PROMPT —
Report the count of lines holding "Expected" in the records, with no other words.

DATA EXTRACTS —
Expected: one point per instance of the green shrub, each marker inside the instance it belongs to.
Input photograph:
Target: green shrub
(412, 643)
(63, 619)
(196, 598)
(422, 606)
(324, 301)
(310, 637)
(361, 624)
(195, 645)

* * *

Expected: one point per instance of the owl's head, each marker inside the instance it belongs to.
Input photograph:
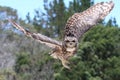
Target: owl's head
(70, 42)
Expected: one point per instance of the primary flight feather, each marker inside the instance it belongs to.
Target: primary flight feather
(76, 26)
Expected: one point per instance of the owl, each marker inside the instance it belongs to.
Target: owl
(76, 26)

WRITTEN SOLUTION —
4